:: INFORMATION SUPPLIED ::

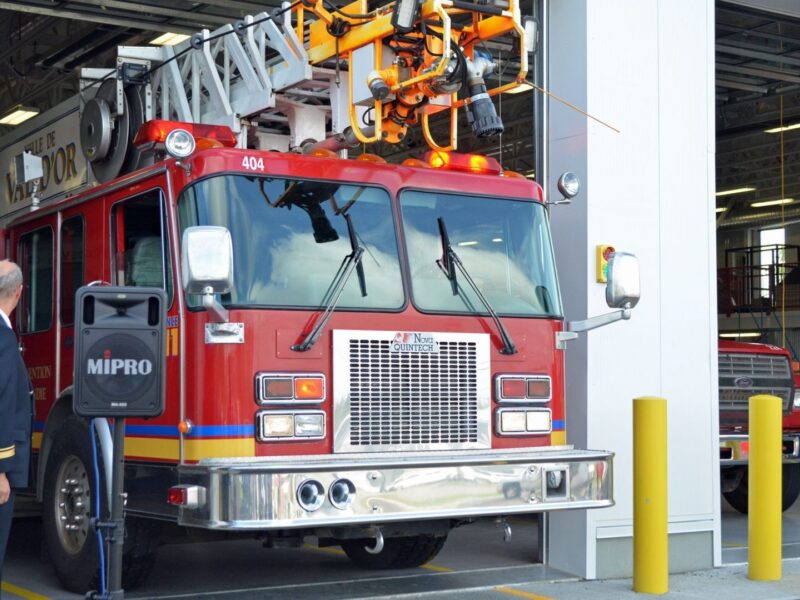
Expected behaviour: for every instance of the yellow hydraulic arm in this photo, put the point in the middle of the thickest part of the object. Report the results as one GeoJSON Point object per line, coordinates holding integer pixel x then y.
{"type": "Point", "coordinates": [422, 54]}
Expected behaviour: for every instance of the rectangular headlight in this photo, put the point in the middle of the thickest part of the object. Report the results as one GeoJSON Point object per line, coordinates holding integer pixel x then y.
{"type": "Point", "coordinates": [309, 424]}
{"type": "Point", "coordinates": [274, 426]}
{"type": "Point", "coordinates": [280, 425]}
{"type": "Point", "coordinates": [523, 421]}
{"type": "Point", "coordinates": [523, 389]}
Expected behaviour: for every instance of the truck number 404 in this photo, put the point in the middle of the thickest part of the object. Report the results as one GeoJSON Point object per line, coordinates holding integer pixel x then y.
{"type": "Point", "coordinates": [251, 163]}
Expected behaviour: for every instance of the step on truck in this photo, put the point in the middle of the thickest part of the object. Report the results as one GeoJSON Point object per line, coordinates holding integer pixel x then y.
{"type": "Point", "coordinates": [367, 353]}
{"type": "Point", "coordinates": [745, 370]}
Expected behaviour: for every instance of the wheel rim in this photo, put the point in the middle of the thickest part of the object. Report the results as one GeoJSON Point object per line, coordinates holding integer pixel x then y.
{"type": "Point", "coordinates": [73, 504]}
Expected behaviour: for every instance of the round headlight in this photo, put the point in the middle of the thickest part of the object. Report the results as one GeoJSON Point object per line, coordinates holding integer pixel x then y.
{"type": "Point", "coordinates": [179, 143]}
{"type": "Point", "coordinates": [569, 185]}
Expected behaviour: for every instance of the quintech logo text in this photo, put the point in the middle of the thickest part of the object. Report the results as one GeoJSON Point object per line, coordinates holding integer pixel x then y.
{"type": "Point", "coordinates": [413, 342]}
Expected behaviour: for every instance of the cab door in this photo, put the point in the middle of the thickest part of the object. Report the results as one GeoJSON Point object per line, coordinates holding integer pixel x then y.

:::

Copy out the rows from the line containing "Expected behaviour: for every instance of the quintech" through the end of the rows, requests included. Shift every coordinate in the answers by adding -130 to it.

Expected behaviour: for every instance of the quintech logo text in this photo, put the point in the middle of the thickest part of the object. Report the results as one GeoJSON Point object per line, coordinates holding integer pixel x then y.
{"type": "Point", "coordinates": [283, 212]}
Expected behaviour: for every instance of the cab door in this photo, put the point in the middle of the thickest part of the object. Report the results as one GeoJSON Point object per line, coordinates holding integer pixel x then y.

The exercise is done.